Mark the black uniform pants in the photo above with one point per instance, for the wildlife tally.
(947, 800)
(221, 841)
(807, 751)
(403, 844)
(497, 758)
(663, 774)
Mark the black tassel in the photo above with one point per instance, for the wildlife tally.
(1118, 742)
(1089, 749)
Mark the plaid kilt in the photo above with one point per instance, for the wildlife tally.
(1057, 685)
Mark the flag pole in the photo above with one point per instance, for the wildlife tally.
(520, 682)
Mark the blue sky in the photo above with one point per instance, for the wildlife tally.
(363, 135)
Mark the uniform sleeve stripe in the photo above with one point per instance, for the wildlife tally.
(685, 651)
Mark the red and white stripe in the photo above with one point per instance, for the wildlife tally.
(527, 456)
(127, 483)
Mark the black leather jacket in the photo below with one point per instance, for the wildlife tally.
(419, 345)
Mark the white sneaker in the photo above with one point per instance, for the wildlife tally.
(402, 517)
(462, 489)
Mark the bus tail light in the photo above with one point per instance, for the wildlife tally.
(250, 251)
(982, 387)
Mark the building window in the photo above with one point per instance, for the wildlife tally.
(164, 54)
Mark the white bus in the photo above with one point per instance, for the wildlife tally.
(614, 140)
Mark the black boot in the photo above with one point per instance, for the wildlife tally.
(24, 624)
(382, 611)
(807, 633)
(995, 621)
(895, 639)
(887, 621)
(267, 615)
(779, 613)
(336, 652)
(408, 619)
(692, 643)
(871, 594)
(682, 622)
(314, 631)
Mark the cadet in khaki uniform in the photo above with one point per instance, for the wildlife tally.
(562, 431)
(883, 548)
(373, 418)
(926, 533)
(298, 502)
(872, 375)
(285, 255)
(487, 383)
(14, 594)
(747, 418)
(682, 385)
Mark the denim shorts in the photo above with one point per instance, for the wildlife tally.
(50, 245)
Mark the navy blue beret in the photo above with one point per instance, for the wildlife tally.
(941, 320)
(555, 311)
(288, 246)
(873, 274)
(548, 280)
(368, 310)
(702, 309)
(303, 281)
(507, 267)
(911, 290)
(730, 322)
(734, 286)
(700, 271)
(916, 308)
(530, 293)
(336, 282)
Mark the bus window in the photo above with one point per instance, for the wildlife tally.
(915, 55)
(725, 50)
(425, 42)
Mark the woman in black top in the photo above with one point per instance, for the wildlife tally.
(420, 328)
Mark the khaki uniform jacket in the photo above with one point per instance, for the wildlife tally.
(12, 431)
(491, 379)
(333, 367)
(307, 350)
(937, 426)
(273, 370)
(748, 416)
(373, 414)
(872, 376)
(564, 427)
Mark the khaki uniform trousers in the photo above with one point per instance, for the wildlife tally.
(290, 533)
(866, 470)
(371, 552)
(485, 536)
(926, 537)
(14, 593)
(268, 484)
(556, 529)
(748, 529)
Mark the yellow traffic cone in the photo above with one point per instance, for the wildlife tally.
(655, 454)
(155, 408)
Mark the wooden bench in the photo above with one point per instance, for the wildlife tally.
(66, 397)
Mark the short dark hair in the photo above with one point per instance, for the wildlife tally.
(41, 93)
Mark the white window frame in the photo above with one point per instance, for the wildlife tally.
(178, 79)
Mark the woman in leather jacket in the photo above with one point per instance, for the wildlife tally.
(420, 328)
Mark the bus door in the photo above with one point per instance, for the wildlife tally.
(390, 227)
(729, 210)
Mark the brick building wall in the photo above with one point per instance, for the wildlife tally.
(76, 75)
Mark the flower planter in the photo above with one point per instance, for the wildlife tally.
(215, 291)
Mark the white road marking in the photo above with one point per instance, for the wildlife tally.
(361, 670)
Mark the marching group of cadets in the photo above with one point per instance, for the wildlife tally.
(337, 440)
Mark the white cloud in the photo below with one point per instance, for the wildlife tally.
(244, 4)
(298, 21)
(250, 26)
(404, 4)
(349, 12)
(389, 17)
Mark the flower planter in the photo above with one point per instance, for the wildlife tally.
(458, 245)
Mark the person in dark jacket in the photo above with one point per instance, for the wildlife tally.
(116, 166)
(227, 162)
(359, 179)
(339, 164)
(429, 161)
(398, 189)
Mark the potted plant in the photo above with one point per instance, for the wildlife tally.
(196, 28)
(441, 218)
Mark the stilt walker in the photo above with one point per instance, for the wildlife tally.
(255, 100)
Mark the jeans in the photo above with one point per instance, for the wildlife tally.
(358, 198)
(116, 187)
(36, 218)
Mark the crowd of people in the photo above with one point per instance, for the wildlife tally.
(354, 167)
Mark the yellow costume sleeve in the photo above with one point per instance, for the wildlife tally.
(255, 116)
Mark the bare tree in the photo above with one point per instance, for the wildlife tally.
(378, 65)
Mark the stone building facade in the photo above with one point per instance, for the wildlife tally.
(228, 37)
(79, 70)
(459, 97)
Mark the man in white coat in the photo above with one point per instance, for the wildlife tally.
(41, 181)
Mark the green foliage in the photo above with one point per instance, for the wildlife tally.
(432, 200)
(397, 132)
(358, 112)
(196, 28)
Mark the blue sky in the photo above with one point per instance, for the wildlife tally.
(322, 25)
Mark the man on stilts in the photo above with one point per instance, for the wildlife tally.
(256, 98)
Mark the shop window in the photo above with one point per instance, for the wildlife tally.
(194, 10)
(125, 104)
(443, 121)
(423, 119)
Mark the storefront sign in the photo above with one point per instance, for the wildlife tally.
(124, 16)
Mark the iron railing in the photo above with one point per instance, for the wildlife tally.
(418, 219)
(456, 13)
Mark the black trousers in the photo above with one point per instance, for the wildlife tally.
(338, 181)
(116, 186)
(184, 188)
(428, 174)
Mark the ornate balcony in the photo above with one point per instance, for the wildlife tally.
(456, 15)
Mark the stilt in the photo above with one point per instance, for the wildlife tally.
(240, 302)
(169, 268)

**********

**PROMPT:** Copy the material above exactly. Include every line.

**RESULT OF THIS TASK:**
Mark the black uniform pants in the photo above with one point per instance, for the wildlife tally.
(947, 800)
(221, 841)
(807, 751)
(403, 844)
(497, 758)
(663, 774)
Mark the black tassel in the photo above with one point per instance, for the wildlife tally.
(1118, 742)
(1089, 749)
Mark the plaid kilt in the photo above with one point per instance, for the wildlife tally.
(1057, 685)
Mark the flag pole in the photo above with one point per instance, for the wildlife tally.
(520, 682)
Mark the blue sky in the photo above with one point per instance, for the wildlife tally.
(363, 135)
Mark the uniform sleeve stripe in the photo above with one point per instance, for the wildlife tally.
(685, 651)
Mark the red and white stripe in the photo above with one point per instance, for the wildlife tally.
(527, 456)
(127, 483)
Mark the black leather jacket in the photo below with one point per instance, for the wildlife tally.
(419, 345)
Mark the white sneaker in the photo above with one point per instance, for the wildlife tally.
(402, 517)
(462, 489)
Mark the bus tail light in the photo above with one point per instance, for the wildlife tally.
(250, 251)
(982, 387)
Mark the building window in the photo above with one point per instance, for the wildlife tally.
(164, 54)
Mark the white bus in the photo above with one point per instance, for the wildlife tally.
(614, 140)
Mark the black boot in the photo above with one point per instance, for the wildlife tally.
(24, 624)
(382, 611)
(807, 633)
(995, 621)
(895, 639)
(887, 621)
(267, 615)
(779, 613)
(336, 652)
(408, 619)
(692, 643)
(871, 594)
(682, 622)
(314, 631)
Mark the cadet in khaki uniform in the photo above with one point per instance, for the wildlife tally.
(562, 431)
(883, 548)
(373, 418)
(926, 533)
(298, 502)
(872, 375)
(285, 255)
(487, 383)
(14, 594)
(747, 418)
(682, 385)
Mark the denim shorts in the photo above with one point per instance, for the wildlife tally.
(50, 245)
Mark the navy blue beret in the photo above with one point per instance, for the wildlife tally.
(941, 320)
(555, 311)
(288, 246)
(873, 274)
(548, 280)
(368, 310)
(702, 309)
(303, 281)
(507, 267)
(911, 290)
(730, 322)
(734, 286)
(700, 271)
(916, 308)
(530, 293)
(336, 282)
Mark the bus window in the photo above with one point per instance, for the wildlife tally.
(915, 55)
(725, 50)
(425, 42)
Mark the woman in black top in the photo above with one point per instance, for the wildlife tally.
(420, 328)
Mark the khaki uniform jacket in the photo above with one point per instance, for the wildlife tally.
(12, 431)
(491, 379)
(333, 367)
(307, 350)
(937, 426)
(273, 370)
(748, 416)
(373, 414)
(872, 376)
(564, 427)
Mark the khaki uniform trousers in the photo above with one point per instance, for the wildlife tally.
(290, 533)
(866, 470)
(371, 552)
(485, 536)
(926, 537)
(14, 593)
(268, 484)
(556, 529)
(748, 529)
Mark the yellow traffic cone in the photo above with one point per instance, for the wildlife tally.
(655, 454)
(155, 408)
Mark the wooden bench in the photo above with one point per instance, for the wildlife tally.
(66, 397)
Mark the short dark hair in the photo above with one point per instance, for the wildlife tally.
(41, 93)
Mark the white window frame in the photo above with one point per instance, for the wildlife tally.
(178, 79)
Mark the woman in leather jacket in the photo above with one point per instance, for the wildlife tally.
(420, 328)
Mark the bus door in the photo above with one point per instance, for the wildlife tally.
(390, 227)
(729, 210)
Mark the brick building wall in the photo above with one point per instance, for the wildlife tally.
(76, 75)
Mark the flower planter in the photo above with one point per instance, for the wildlife tally.
(215, 291)
Mark the white road marking in the photo above with one point per instance, for the wildlife tally.
(361, 670)
Mark the marching group of cadets in the photo above with one point per instance, for the wildlife tally.
(337, 440)
Mark the white cloud in the photo below with one point per instance, for the wildlife tally.
(244, 4)
(298, 21)
(250, 26)
(404, 4)
(349, 12)
(389, 17)
Mark the flower planter in the photo above with one point per instance, for the wildlife tally.
(458, 245)
Mark the person in dark jacket in the photo above with one point per instance, for the wildlife tally.
(116, 166)
(227, 162)
(359, 179)
(339, 164)
(429, 161)
(398, 189)
Mark the potted plant in the photo above with one point per instance, for the wildlife tally.
(196, 28)
(441, 218)
Mark the stilt walker in the photo above with one point per instance, for the wildlife tally.
(255, 100)
Mark the jeans in the photo above with one point per instance, for the wildlife tally.
(358, 198)
(116, 187)
(36, 218)
Mark the crowd of people in the photo above with one point per instance, for the wildlife tally.
(354, 167)
Mark the yellow costume sleeve in the photo above with one point per instance, for the wildlife tally.
(255, 116)
Mark the bare tree in the photo above with one point per instance, for the wildlife tally.
(378, 65)
Mark the stone building facade in the photo above with one point per instance, for the wildlife tally.
(228, 37)
(79, 70)
(459, 97)
Mark the man in white coat in the photo above with one point per instance, for the wildlife tally.
(41, 181)
Mark the green foliage in the photo above with one point per instance, for the wildlife tally.
(432, 200)
(397, 132)
(358, 112)
(196, 28)
Mark the blue sky in the photo above with one point per instance, for the wildlife tally.
(322, 25)
Mark the man on stilts in the photo above with one point per instance, for the wildlife tally.
(256, 98)
Mark the shop window in the photo above with one point per instance, for the wildlife tally.
(194, 10)
(125, 104)
(443, 121)
(423, 119)
Mark the storefront sign in the photo above with one point per instance, for the wildlife tally.
(124, 16)
Mark the iron railing in the photo above with one point per instance, for the wildlife tally.
(418, 219)
(456, 13)
Mark the black trousers in the photo above with one point per instance, for the wildlife tally.
(338, 181)
(116, 186)
(184, 188)
(428, 174)
Mark the ornate balcony in the photo above with one point per instance, for the wildlife tally.
(456, 15)
Mark the stilt in the photo above with one point per instance, for the wildlife tally.
(240, 302)
(169, 268)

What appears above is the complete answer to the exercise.